(Dataset rows)
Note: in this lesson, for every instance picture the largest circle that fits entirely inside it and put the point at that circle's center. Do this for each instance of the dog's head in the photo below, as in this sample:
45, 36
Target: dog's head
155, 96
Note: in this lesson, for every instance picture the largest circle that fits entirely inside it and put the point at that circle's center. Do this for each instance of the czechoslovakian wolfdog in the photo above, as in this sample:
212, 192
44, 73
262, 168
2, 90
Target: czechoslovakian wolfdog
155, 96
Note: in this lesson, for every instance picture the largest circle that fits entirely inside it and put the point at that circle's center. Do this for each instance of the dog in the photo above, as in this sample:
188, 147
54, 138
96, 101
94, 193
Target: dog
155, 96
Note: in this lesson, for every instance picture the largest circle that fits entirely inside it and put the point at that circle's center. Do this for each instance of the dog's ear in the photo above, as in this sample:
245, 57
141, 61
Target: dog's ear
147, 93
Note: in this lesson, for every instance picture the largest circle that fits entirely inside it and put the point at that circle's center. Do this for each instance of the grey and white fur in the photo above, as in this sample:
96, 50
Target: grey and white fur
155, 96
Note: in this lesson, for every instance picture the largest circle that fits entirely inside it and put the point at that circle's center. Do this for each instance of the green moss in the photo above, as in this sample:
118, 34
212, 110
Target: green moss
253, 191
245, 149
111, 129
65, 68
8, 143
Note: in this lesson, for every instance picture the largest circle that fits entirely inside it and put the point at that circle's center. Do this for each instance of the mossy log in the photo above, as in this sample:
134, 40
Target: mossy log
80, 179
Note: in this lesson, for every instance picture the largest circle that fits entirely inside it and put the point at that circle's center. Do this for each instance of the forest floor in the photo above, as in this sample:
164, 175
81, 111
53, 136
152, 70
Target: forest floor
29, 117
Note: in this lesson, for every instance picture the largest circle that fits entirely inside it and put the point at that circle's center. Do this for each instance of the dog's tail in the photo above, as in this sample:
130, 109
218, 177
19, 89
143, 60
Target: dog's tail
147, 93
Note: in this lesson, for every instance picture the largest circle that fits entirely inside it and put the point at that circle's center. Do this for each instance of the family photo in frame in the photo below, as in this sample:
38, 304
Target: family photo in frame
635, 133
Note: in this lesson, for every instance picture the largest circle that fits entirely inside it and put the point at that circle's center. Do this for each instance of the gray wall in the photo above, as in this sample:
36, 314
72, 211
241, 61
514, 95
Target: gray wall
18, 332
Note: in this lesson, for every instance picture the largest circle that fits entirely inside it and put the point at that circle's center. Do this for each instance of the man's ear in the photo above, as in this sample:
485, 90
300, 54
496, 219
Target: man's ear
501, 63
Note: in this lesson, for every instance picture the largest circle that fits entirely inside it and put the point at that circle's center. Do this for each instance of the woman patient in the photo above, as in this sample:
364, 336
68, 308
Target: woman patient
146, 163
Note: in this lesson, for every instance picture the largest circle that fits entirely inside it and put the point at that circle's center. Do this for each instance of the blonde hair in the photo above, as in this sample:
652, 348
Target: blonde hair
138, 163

## WRITTEN EXERCISE
Restate the whole listing exactly, leaving out nothing.

## SOLUTION
Note: in this lesson, for every instance picture the largest circle that fits entirely inside it and put the point at that circle's center. Do this for each instance of the dog's head in the photo below, as in this sample:
45, 36
Target: dog's head
155, 96
Note: in this lesson, for every instance picture the largest circle that fits entirely inside it and put the point at that circle's center. Do this for each instance of the czechoslovakian wolfdog in the photo above, as in this sample:
212, 192
44, 73
262, 168
2, 90
Target: czechoslovakian wolfdog
155, 96
Note: in this lesson, for every instance picture the largest circle that fits entirely inside it and put the point at that circle's center. Do this for each instance of the dog in the photo above, as in this sample:
188, 147
54, 138
96, 101
94, 193
Target: dog
155, 96
Note: in this lesson, for every instance picture the largest circle that fits entirely inside it and put the point at that circle's center. Do this for each instance of the dog's ear in the photo above, as in this sample:
245, 57
141, 61
Target: dog's ear
147, 93
Note: in this lesson, for every instance picture the largest circle that fits entirely inside it and put the point at that circle's center. Do this for each instance of the grey and white fur in the photo above, as in this sample:
96, 50
Target: grey and white fur
155, 96
Note: in this lesson, for every instance picture the largest circle that fits entirely inside it and put the point at that circle's center. Do this for each instance of the green moss in the photo above, as in this sample:
118, 34
212, 110
Target: green moss
253, 191
245, 149
111, 129
65, 68
8, 143
Note: in this lesson, for every instance picture the largest circle that fits entirely inside it and put the point at that circle's center. Do this for each instance of the mossy log in the photo above, as in this sample:
134, 40
Target: mossy log
80, 179
Note: in this lesson, for every instance picture the largest circle that fits entirely inside it and put the point at that circle's center. Do this for each instance of the forest floor in the photo above, as in this sample:
164, 175
81, 111
53, 136
152, 70
Target: forest floor
29, 117
Note: in this lesson, for every instance picture the largest circle that fits entirely inside it and put the point at that circle's center. Do this for each instance of the dog's tail in the photo above, as in this sample:
130, 109
218, 177
19, 89
143, 60
Target: dog's tail
147, 93
Note: in this lesson, for every instance picture the largest circle that fits entirely inside it and put the point at that circle's center. Do this for each instance of the family photo in frame in the photo below, as in this sample:
38, 304
Target: family photo in frame
635, 133
Note: in this lesson, for every instance picture the largest circle that fits entirely inside it and put the point at that circle's center. Do this for each instance of the gray wall in the photo above, as in this sample:
36, 314
72, 211
241, 61
514, 95
Target: gray wall
18, 332
Note: in this lesson, for every instance picture the largest circle that fits entirely inside it and put the point at that circle's center. Do this for each instance of the man's ear in the photo above, as in this sample:
485, 90
300, 54
496, 219
Target: man's ear
501, 63
Note: in this lesson, for every instance picture the largest circle that fits entirely inside it and put the point at that circle's center. Do this for each instance of the woman patient in the photo above, as in this sample:
364, 336
68, 308
Target: woman patient
146, 163
Note: in this lesson, for every instance picture the largest circle that fits entirely inside it and put the point at that circle's center. Do this for each instance of the blonde hair in the photo above, as in this sample:
652, 348
Target: blonde hair
138, 163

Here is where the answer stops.